**Assignment**
Find "pixel 258 5." and "pixel 33 79." in the records below. Copy the lines holding them and every line between, exactly, and no others.

══════════════════════════════

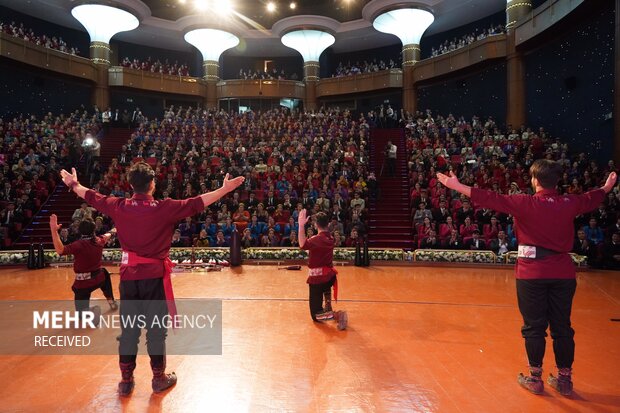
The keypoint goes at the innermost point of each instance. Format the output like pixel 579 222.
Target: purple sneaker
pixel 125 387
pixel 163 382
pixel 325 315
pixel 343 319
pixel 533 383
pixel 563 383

══════════════════════════════

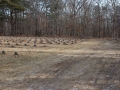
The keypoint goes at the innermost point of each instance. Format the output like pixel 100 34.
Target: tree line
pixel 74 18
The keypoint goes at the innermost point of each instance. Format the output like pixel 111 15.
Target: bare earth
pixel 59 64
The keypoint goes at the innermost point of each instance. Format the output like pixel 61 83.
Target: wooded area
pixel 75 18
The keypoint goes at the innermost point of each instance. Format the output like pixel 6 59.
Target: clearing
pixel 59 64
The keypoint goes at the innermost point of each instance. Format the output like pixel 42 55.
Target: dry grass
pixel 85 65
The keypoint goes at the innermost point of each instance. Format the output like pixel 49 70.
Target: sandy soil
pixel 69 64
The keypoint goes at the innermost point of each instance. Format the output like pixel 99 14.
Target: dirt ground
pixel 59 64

══════════════════════════════

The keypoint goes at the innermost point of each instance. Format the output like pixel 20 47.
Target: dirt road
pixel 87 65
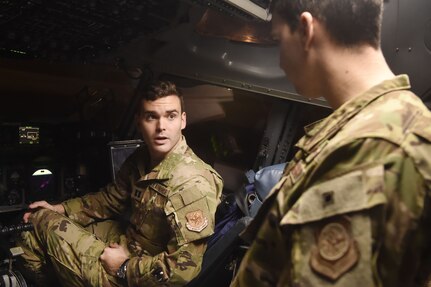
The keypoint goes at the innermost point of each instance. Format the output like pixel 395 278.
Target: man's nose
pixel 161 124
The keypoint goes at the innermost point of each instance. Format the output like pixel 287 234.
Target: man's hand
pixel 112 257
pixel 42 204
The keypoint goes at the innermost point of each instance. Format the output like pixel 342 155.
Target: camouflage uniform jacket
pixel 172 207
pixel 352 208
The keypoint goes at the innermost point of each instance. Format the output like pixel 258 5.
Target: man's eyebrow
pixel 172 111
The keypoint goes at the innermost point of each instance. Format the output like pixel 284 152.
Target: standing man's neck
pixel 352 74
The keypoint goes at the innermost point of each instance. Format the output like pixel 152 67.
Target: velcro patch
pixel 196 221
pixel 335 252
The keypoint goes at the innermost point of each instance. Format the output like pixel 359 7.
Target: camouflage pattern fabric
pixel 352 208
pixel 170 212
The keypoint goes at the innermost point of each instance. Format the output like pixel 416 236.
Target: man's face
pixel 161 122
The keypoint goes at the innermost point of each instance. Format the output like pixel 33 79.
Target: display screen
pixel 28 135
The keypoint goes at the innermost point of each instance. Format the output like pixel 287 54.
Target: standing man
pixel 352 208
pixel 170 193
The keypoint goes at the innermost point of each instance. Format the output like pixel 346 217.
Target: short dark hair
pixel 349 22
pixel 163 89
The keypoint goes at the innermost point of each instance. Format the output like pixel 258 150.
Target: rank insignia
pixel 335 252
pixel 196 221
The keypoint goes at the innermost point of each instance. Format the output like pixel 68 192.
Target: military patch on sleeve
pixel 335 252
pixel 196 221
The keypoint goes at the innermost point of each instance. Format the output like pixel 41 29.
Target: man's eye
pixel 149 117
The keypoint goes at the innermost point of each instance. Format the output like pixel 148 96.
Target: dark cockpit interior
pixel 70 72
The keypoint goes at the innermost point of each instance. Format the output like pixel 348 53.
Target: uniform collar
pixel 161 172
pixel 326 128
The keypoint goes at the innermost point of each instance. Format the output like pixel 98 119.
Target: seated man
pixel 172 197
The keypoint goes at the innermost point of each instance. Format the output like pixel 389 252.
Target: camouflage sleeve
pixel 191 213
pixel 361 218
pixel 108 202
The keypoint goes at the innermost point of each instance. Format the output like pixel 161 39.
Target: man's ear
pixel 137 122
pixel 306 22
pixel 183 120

══════════════════════════════

**Reply to the exercise**
The keypoint goes at the innermost point of each instance. Format the output like pixel 258 5.
Target: man's eyebrow
pixel 172 111
The keypoint goes at the innermost point of each instance. Format the output like pixel 284 152.
Target: standing man's neck
pixel 352 74
The keypoint goes at the innermost point of each instance. Format the output like pixel 152 67.
Target: velcro patch
pixel 196 221
pixel 335 252
The keypoint goes at the innermost point of each instance. Format the output like pixel 359 7.
Target: camouflage pattern fabric
pixel 352 208
pixel 170 212
The keypoint goes at the innermost point of each instance. Format the output like pixel 416 236.
Target: man's face
pixel 161 122
The keypoint goes at the innermost point of each instance. Format the output like pixel 33 79.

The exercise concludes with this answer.